:: Task objective ::
In the response, each entry below should appear again exactly as given.

:: Given entries ::

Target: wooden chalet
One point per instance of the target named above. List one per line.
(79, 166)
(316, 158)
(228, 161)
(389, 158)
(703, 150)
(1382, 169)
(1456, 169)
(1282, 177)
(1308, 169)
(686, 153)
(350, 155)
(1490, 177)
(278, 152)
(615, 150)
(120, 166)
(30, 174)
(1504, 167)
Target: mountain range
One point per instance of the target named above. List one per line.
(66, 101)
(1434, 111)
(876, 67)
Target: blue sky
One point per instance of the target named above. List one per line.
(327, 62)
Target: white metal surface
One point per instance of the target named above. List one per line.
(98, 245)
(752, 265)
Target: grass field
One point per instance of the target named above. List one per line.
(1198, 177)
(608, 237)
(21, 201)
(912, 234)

:: Reply ::
Target: wooden chalet
One point per instance of the target named above. List one per line.
(79, 166)
(316, 158)
(228, 161)
(389, 158)
(703, 150)
(1382, 169)
(1456, 169)
(1282, 177)
(1308, 169)
(686, 153)
(350, 155)
(1490, 177)
(278, 152)
(615, 150)
(120, 166)
(30, 174)
(1504, 167)
Target: mountain range
One point per instance of the target named above. List one per line.
(66, 101)
(1434, 111)
(876, 67)
Target: blue sky
One point per instance of the target named above. List one per line.
(327, 62)
Target: white metal surface
One point per instance of the target named above. List one per line.
(98, 245)
(752, 265)
Target: grass field
One point per instance of the target named above. List one per line.
(1198, 177)
(608, 237)
(21, 201)
(912, 234)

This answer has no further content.